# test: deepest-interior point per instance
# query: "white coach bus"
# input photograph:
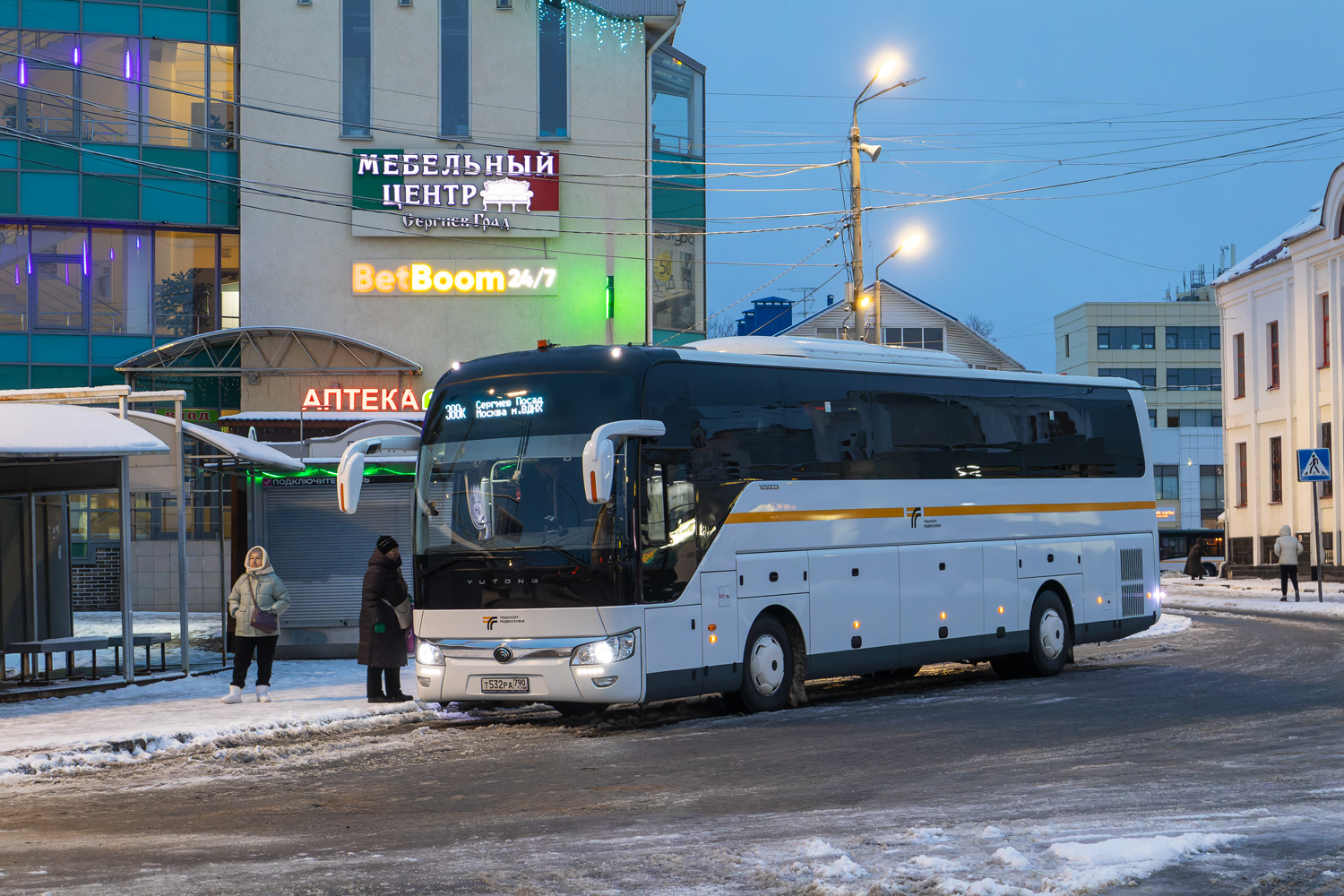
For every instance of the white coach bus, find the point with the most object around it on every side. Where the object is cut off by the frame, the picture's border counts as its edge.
(738, 516)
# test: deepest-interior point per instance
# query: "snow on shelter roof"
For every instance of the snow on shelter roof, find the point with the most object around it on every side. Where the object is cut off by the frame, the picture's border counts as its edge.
(69, 430)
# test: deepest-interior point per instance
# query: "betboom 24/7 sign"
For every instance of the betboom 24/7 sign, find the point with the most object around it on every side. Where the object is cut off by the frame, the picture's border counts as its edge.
(515, 193)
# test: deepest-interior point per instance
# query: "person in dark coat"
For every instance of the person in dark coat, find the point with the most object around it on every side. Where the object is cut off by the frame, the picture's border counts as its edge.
(382, 641)
(1195, 560)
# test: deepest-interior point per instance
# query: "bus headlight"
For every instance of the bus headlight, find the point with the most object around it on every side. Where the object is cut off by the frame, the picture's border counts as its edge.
(620, 646)
(427, 654)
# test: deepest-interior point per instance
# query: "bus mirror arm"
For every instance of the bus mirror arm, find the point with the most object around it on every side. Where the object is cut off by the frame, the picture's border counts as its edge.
(349, 474)
(599, 454)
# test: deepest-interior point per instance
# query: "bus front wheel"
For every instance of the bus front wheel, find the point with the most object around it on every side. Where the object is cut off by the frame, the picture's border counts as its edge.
(768, 665)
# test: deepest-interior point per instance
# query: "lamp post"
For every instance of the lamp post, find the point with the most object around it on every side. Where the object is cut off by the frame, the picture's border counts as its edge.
(910, 242)
(857, 147)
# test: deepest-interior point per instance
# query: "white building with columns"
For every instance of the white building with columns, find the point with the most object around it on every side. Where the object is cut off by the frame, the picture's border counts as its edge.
(1281, 376)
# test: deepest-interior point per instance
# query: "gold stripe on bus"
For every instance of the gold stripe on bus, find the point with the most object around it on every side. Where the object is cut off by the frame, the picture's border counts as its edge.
(884, 513)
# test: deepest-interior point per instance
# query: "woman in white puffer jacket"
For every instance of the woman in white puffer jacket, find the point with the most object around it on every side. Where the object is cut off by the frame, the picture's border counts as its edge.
(1287, 549)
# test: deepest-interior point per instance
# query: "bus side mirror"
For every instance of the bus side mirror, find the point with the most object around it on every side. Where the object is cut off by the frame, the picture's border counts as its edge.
(599, 454)
(349, 474)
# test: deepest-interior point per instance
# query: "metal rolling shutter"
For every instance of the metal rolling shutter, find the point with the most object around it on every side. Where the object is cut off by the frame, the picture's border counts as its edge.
(322, 554)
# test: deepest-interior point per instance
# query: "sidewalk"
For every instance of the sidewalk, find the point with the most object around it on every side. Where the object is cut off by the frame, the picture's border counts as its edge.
(312, 699)
(1257, 595)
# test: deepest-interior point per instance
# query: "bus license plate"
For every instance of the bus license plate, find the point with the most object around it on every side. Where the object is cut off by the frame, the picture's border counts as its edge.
(504, 685)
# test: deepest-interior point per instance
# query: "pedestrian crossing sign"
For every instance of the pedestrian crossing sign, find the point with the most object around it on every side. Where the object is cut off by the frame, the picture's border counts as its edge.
(1314, 465)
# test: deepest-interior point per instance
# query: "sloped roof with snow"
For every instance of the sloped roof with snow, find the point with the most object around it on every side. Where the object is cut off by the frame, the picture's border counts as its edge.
(69, 430)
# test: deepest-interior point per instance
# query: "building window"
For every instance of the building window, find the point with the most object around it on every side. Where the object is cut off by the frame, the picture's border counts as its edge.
(677, 107)
(1241, 474)
(1328, 485)
(1180, 338)
(1195, 379)
(1210, 493)
(1125, 338)
(553, 67)
(1166, 478)
(357, 86)
(454, 67)
(1325, 330)
(913, 338)
(1145, 376)
(1193, 417)
(1273, 355)
(1276, 469)
(1239, 352)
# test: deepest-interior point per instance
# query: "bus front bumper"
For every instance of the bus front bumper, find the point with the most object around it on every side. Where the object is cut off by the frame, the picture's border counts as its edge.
(535, 670)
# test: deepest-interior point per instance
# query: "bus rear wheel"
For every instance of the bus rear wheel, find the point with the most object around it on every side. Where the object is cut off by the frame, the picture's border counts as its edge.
(768, 667)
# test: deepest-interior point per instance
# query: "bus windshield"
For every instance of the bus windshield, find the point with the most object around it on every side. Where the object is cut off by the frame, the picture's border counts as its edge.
(486, 495)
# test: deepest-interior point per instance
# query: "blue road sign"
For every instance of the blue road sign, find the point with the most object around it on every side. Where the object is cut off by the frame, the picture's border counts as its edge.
(1314, 465)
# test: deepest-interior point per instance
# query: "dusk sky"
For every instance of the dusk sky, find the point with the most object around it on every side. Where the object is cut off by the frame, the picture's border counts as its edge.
(1139, 137)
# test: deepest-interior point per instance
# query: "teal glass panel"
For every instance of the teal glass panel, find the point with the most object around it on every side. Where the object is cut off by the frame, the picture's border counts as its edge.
(53, 349)
(51, 15)
(108, 376)
(115, 349)
(110, 198)
(45, 376)
(223, 29)
(97, 160)
(175, 24)
(8, 193)
(190, 159)
(46, 195)
(13, 375)
(47, 156)
(177, 202)
(112, 18)
(223, 163)
(223, 204)
(13, 349)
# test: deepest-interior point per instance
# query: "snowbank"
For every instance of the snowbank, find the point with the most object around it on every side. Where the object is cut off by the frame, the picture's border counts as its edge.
(312, 697)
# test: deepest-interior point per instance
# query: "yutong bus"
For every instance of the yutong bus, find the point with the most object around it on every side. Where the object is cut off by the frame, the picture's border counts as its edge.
(599, 525)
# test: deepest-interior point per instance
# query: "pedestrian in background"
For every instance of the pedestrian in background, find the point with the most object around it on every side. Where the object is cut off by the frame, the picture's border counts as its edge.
(382, 640)
(255, 603)
(1195, 560)
(1287, 549)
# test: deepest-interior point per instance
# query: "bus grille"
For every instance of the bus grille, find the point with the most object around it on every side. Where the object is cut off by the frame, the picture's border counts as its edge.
(1132, 599)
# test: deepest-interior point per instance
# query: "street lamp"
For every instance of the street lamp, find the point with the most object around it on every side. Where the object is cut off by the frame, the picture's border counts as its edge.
(910, 242)
(857, 145)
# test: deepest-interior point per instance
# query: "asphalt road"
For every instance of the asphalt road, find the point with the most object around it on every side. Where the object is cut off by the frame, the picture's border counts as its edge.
(1234, 726)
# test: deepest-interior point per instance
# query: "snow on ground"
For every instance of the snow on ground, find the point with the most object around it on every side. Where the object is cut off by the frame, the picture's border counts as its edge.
(1042, 858)
(1257, 595)
(311, 699)
(202, 635)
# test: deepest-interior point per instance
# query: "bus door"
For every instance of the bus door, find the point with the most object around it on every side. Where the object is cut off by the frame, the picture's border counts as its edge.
(719, 642)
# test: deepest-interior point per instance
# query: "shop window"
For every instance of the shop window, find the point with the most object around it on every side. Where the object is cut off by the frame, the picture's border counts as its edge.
(110, 108)
(228, 304)
(677, 107)
(1276, 469)
(1167, 481)
(118, 281)
(13, 279)
(185, 284)
(553, 66)
(454, 66)
(357, 69)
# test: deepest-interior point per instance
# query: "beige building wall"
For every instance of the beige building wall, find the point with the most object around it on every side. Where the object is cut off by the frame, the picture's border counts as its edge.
(297, 242)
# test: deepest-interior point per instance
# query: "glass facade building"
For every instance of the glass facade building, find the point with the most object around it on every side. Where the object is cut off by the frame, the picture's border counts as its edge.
(118, 183)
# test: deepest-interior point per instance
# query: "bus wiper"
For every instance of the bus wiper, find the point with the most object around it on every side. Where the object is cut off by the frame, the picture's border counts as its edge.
(561, 551)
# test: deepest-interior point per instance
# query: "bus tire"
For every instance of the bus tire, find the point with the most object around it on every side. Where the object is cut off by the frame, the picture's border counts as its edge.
(766, 665)
(1051, 635)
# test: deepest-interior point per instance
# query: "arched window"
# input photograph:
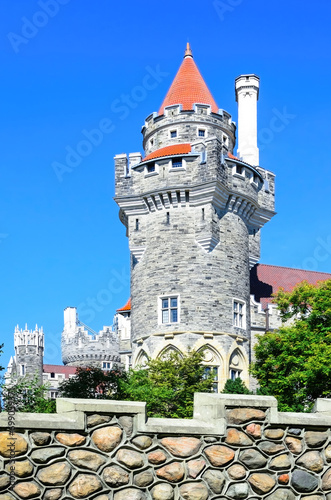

> WORK INSTRUCTIONS: Locate every line in the records above that contains the string "pedestrian", matching case exactly, and copy each of those lines in full.

> IN RESPONSE:
# query: "pedestrian crossing sign"
For every instance of the pedestrian crossing sign, find the point with the most object around it on every side. Where the object is cut off by the frame, the picture's border counts as its edge.
# query: "pedestrian in background"
For every instance of the pedestrian in background, find the point with the most object around it on every side. Where the object is cut off by the frame, the picture's border counts as its edge.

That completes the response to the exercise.